[Collected data]
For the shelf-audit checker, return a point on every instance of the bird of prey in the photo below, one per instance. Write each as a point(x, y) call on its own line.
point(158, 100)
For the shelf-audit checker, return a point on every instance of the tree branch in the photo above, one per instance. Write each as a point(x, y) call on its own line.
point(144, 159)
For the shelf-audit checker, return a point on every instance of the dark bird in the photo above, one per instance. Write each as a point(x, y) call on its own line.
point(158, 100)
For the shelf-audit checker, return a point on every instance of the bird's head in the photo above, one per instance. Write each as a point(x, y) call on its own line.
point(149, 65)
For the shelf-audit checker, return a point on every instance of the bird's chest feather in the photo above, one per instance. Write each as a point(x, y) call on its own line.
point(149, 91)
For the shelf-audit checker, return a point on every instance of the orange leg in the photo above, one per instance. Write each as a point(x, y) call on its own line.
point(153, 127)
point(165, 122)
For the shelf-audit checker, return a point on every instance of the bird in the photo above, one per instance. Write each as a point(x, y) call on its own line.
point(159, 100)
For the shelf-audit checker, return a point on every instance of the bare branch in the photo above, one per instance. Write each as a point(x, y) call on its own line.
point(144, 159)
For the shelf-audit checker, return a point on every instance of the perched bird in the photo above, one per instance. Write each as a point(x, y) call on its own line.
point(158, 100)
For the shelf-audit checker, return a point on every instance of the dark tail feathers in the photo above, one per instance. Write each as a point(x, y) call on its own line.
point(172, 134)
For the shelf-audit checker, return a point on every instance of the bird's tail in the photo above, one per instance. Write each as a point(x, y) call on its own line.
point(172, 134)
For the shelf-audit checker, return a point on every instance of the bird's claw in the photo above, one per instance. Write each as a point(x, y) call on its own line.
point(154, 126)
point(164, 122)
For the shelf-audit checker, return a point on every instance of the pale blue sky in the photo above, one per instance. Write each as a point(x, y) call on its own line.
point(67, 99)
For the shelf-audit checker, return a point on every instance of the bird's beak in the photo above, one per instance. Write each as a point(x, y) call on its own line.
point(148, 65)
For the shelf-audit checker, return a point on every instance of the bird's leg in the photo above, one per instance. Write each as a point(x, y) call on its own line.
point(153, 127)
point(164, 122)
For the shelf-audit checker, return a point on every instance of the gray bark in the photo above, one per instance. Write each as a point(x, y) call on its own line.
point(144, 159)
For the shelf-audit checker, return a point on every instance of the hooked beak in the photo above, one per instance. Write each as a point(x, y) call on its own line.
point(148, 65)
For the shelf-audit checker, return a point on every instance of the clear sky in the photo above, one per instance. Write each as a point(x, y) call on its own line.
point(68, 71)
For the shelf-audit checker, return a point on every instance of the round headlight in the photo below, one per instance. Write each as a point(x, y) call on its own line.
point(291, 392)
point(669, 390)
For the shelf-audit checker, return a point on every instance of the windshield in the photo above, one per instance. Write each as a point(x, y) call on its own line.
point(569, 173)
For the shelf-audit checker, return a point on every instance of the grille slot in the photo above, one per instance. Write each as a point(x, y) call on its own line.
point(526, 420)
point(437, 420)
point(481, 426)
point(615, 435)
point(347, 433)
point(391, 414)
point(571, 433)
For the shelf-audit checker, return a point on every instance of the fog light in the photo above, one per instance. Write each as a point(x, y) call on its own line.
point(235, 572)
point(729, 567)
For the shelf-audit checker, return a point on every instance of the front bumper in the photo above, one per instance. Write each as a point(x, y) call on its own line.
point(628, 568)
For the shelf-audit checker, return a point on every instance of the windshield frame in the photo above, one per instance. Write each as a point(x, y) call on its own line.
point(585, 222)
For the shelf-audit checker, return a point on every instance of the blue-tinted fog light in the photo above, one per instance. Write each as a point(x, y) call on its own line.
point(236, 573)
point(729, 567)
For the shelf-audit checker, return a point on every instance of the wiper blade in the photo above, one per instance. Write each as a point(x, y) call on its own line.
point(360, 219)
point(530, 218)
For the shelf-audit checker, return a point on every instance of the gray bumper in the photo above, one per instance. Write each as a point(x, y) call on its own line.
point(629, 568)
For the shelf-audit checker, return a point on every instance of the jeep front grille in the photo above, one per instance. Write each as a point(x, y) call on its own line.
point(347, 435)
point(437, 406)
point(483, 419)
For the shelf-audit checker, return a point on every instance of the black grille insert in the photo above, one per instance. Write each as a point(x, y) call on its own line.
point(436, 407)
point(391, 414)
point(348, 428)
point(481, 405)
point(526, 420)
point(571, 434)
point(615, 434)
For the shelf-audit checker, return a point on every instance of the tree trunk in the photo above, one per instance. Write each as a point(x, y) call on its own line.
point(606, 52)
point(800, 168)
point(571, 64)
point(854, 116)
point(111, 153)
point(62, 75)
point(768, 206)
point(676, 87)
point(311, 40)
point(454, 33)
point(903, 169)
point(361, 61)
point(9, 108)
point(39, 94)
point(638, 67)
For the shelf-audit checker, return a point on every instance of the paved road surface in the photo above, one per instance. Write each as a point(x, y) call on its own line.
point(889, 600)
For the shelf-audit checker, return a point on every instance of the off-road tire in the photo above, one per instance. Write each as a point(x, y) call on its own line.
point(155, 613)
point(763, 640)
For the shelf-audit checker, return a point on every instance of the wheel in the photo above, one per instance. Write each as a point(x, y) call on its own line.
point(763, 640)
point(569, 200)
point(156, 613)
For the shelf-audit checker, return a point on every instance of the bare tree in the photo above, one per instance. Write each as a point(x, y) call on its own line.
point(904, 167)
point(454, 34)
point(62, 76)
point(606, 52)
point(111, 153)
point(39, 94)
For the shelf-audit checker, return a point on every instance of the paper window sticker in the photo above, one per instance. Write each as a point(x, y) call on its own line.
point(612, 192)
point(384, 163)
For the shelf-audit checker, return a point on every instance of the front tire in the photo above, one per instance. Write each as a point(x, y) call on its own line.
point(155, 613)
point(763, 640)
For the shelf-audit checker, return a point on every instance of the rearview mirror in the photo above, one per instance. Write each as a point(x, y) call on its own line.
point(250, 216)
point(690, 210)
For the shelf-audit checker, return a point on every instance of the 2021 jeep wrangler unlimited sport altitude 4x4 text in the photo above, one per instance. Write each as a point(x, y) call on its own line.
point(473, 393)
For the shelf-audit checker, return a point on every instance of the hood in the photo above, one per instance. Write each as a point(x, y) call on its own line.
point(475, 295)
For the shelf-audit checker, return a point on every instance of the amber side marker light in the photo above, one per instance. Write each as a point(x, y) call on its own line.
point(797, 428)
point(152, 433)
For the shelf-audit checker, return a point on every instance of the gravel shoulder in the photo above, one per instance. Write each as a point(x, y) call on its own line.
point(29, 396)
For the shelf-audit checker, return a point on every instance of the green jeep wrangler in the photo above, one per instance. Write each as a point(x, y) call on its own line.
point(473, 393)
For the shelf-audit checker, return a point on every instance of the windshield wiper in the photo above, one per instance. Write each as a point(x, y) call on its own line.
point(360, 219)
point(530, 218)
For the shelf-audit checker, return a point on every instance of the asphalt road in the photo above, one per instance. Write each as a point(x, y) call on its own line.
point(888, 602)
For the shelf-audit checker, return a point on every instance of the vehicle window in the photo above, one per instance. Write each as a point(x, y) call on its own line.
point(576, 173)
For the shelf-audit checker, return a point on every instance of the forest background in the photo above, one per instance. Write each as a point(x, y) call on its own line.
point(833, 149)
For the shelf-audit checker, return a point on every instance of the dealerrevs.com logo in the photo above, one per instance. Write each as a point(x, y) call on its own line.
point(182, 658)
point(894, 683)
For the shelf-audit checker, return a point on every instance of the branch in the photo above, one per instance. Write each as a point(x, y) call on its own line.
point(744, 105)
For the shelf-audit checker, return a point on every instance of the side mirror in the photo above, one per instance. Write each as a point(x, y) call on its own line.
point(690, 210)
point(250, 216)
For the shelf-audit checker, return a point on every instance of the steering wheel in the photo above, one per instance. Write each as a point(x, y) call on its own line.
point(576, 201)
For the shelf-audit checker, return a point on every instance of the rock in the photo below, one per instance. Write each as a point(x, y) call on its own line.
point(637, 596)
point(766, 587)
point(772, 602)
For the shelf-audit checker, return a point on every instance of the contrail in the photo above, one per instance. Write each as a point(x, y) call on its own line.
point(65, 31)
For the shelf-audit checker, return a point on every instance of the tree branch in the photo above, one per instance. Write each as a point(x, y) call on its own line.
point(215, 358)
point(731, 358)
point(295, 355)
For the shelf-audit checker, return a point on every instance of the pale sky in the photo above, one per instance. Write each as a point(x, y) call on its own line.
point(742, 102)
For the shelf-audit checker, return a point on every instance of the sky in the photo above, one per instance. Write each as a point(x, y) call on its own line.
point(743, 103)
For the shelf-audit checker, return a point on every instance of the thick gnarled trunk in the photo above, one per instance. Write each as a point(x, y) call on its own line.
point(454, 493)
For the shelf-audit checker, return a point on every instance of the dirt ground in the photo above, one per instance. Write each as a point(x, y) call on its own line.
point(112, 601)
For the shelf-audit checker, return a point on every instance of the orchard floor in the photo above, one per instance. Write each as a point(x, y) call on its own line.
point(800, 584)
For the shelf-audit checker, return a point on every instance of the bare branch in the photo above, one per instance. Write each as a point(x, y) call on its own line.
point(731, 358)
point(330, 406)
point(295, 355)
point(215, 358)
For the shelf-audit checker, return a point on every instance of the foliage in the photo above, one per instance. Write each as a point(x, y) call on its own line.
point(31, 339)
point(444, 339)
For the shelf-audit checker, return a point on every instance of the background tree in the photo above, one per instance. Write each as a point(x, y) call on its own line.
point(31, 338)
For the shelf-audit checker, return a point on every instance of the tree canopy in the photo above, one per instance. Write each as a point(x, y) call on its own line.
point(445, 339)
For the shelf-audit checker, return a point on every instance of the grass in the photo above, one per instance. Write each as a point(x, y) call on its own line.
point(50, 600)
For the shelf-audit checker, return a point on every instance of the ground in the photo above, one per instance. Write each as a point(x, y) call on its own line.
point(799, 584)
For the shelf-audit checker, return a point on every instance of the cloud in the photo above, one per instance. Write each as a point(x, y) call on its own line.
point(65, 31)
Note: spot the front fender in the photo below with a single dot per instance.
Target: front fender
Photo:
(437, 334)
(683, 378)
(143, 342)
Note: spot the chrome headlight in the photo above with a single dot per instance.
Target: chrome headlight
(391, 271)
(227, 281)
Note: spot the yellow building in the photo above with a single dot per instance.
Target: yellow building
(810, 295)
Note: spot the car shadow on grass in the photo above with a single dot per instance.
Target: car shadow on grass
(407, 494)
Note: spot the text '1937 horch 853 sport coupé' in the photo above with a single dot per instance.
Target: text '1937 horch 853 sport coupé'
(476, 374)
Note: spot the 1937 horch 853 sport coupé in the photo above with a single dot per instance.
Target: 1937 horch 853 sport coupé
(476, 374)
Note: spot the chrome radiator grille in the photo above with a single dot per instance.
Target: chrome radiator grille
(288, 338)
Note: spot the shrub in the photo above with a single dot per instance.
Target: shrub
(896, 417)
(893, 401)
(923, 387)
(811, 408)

-- What you will do --
Scan the entries above and return each line that holds "single".

-- Answer space --
Note: spot the front fender in the photo below with a single dot per instance.
Note: spot the chrome headlight in the photo above with a single dot per instance.
Note: spot the yellow building in the photo above with a single dot per instance.
Note: spot the car shadow on grass in the photo above with a single dot per instance.
Note: spot the text '1937 horch 853 sport coupé' in the photo above with a single dot per instance.
Note: spot the 1937 horch 853 sport coupé in the photo above with a single dot per instance.
Note: spot the chrome radiator grille in the photo above with a single dot per instance.
Note: spot the shrub in the photo above with a single dot per instance.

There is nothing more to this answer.